Show every line of the data that contains the string "black".

DATASET RECORDS -
Content starts

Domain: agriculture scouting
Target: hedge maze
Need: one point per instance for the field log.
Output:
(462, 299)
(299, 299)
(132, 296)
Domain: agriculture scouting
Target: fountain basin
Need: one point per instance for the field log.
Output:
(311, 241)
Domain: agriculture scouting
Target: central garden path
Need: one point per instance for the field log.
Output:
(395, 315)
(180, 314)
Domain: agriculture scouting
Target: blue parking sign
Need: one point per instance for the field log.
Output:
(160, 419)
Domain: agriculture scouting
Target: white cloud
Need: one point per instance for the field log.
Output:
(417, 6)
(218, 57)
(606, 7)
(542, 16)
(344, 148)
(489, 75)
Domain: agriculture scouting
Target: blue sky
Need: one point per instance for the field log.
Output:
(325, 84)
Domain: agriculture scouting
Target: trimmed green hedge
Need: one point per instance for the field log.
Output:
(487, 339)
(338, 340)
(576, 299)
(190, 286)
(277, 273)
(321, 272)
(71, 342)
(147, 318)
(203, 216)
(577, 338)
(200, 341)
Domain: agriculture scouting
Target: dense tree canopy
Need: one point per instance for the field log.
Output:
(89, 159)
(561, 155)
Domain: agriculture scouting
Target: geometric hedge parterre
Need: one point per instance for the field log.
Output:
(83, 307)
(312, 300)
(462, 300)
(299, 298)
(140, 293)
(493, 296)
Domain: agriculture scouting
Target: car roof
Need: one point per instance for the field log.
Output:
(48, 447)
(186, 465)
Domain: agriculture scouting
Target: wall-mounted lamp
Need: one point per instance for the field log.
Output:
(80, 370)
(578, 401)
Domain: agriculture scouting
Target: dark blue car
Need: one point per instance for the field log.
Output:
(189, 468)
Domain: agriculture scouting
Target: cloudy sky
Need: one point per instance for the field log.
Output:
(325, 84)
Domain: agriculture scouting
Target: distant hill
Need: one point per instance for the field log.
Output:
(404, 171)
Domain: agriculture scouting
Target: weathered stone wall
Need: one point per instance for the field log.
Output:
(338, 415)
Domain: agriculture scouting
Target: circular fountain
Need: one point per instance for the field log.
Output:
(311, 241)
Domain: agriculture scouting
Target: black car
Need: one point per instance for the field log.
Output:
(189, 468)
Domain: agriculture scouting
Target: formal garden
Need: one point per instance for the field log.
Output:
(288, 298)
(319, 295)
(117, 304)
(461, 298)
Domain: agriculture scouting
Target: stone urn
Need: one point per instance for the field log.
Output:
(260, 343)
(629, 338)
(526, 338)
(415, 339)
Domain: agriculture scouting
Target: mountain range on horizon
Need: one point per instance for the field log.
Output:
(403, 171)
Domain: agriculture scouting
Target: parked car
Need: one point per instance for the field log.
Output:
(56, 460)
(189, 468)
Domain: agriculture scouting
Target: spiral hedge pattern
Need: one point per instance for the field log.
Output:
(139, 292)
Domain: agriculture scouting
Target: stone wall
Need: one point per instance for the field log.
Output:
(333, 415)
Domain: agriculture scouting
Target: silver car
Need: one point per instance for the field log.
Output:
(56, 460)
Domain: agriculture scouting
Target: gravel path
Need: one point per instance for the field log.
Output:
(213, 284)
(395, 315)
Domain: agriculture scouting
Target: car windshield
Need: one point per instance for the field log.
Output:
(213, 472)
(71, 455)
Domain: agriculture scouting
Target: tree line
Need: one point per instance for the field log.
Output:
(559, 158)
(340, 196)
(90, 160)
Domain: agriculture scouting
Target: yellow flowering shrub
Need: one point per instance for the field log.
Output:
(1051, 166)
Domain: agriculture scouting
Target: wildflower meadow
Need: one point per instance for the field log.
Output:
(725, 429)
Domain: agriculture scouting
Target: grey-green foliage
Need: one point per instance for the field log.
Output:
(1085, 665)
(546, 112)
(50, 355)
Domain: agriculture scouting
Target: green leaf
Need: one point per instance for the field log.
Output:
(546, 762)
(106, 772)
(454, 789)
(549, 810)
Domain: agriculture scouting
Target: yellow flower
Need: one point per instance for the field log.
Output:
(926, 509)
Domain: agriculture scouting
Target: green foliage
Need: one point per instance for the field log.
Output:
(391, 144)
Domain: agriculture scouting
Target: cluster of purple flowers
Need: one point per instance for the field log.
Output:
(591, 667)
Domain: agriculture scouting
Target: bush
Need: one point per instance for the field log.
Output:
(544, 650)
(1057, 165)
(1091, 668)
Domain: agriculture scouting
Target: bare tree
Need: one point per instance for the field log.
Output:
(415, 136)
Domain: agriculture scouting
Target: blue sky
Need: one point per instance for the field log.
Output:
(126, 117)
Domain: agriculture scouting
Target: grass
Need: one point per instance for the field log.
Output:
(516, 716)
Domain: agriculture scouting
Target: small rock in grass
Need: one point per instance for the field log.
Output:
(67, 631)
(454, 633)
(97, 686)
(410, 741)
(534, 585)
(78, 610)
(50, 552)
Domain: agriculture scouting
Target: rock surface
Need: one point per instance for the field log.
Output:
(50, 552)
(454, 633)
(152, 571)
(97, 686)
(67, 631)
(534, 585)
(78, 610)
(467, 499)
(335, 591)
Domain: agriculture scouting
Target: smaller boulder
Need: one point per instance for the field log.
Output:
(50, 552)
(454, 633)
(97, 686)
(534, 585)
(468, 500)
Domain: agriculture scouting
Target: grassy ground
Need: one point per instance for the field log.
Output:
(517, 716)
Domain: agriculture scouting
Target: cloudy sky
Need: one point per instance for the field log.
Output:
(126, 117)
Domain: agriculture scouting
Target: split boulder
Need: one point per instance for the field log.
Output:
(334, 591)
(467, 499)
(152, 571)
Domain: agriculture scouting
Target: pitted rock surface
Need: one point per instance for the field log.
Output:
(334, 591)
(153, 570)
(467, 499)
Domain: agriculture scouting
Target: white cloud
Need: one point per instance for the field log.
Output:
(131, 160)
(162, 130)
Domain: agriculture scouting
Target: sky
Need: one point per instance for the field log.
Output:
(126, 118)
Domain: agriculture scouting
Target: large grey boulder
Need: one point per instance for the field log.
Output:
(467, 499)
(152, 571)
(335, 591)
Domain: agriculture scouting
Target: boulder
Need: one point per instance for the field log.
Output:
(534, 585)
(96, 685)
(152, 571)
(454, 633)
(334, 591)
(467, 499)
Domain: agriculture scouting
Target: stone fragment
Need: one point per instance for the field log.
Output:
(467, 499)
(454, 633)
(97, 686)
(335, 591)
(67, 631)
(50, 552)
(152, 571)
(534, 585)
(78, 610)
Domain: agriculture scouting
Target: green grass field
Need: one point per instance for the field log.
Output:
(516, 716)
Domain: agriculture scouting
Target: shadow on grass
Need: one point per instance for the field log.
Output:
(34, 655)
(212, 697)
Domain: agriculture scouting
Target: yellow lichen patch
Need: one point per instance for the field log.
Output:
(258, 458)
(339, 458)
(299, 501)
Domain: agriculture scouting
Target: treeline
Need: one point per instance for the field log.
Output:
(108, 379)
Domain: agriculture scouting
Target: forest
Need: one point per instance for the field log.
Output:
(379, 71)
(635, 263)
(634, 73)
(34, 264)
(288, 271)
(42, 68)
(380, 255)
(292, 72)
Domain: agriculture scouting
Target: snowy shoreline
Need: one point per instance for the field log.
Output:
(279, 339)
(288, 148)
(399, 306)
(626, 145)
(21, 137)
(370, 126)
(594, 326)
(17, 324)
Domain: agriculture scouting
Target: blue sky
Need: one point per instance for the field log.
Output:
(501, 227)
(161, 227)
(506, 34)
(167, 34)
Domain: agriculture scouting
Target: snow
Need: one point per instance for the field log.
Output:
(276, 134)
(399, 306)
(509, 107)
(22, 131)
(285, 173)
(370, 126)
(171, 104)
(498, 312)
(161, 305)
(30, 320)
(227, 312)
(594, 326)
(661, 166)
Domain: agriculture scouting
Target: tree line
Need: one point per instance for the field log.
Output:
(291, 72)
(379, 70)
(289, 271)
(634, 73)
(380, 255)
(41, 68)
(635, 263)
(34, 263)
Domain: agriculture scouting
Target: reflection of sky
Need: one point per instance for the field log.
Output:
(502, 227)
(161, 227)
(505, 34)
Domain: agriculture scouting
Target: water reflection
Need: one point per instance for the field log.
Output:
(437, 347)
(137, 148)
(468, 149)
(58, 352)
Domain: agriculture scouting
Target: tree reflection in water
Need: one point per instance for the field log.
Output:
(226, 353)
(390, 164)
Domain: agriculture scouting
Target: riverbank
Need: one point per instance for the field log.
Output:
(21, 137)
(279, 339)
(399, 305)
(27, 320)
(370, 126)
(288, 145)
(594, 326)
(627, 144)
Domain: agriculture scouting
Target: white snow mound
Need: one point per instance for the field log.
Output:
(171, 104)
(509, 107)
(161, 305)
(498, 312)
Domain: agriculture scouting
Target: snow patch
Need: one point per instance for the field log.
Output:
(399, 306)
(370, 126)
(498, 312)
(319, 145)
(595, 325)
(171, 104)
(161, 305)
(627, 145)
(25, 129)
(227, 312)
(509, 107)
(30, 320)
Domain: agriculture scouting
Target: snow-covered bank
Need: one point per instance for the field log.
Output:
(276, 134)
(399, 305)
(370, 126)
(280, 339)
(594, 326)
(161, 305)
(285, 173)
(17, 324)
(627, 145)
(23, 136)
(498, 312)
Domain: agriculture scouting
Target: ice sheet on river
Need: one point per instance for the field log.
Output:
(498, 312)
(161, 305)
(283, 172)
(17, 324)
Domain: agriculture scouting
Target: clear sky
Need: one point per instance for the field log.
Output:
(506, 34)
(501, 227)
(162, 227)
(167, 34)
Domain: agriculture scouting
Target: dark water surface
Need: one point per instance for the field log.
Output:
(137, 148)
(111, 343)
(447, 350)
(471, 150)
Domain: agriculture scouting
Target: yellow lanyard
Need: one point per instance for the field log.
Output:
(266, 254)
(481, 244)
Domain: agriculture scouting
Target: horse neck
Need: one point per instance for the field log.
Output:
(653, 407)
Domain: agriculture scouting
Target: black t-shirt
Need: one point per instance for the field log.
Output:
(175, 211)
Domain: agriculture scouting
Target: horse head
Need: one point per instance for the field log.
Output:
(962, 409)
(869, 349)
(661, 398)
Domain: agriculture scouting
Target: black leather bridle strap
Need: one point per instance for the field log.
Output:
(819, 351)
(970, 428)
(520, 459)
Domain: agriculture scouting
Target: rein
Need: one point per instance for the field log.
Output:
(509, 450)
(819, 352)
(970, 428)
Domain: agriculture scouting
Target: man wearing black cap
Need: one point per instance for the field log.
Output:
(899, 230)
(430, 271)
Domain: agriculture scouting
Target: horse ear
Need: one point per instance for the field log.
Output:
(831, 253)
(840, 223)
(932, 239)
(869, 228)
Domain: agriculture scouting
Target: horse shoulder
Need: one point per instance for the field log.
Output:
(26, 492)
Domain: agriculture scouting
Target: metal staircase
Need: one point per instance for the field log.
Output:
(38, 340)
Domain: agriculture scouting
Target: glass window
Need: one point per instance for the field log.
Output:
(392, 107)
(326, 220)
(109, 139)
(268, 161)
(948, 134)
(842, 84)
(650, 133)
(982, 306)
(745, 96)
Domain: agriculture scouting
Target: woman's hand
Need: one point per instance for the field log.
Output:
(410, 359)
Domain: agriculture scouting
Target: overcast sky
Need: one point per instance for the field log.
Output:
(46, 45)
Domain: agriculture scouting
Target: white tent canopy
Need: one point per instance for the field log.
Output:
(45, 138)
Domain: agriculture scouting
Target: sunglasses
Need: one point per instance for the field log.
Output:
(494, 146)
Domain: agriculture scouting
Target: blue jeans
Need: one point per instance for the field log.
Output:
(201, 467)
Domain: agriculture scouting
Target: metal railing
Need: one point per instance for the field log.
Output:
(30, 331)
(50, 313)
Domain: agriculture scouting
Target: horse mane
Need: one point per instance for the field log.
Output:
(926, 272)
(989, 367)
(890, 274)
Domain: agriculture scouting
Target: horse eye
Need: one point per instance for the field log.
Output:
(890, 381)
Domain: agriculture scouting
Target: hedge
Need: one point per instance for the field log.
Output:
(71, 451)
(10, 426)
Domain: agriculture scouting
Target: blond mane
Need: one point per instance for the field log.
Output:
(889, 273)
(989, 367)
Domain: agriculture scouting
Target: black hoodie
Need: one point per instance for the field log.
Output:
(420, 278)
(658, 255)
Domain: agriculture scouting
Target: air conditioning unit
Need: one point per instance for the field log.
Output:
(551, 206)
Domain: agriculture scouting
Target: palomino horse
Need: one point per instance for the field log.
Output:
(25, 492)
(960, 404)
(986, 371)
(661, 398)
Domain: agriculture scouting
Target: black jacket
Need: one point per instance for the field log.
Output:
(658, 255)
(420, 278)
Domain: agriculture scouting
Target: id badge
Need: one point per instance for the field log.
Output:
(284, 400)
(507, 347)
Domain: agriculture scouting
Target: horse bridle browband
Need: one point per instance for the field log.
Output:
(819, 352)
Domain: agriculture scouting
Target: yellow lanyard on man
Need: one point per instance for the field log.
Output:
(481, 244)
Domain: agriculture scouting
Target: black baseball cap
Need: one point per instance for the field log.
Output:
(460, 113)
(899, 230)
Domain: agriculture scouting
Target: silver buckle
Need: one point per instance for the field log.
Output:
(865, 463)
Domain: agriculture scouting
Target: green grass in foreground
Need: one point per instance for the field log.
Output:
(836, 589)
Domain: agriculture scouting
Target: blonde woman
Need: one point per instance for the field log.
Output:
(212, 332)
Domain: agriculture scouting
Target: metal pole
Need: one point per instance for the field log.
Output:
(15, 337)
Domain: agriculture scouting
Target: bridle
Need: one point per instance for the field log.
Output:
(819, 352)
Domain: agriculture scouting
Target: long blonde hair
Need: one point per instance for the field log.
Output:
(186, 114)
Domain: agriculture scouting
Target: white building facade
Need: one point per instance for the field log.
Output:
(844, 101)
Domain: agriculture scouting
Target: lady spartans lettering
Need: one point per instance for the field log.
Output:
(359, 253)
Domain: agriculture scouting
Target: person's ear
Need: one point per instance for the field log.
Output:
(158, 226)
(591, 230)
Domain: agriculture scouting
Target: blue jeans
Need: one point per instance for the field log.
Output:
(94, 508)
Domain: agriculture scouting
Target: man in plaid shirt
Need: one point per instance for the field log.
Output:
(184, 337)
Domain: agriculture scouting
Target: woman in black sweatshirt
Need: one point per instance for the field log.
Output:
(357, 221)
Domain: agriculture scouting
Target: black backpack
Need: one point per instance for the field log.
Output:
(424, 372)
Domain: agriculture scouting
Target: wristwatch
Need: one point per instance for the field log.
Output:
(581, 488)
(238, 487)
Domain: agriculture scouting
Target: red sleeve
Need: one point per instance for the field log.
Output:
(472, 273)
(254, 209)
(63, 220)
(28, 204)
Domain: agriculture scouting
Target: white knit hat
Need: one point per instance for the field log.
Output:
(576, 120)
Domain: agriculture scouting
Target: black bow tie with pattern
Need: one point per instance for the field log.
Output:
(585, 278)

Content ends

ANSWER TO THIS EXERCISE -
Target: black car
Target: black t-shirt
Target: black leather bridle strap
Target: man wearing black cap
Target: black hoodie
Target: black jacket
Target: black baseball cap
Target: woman in black sweatshirt
Target: black backpack
Target: black bow tie with pattern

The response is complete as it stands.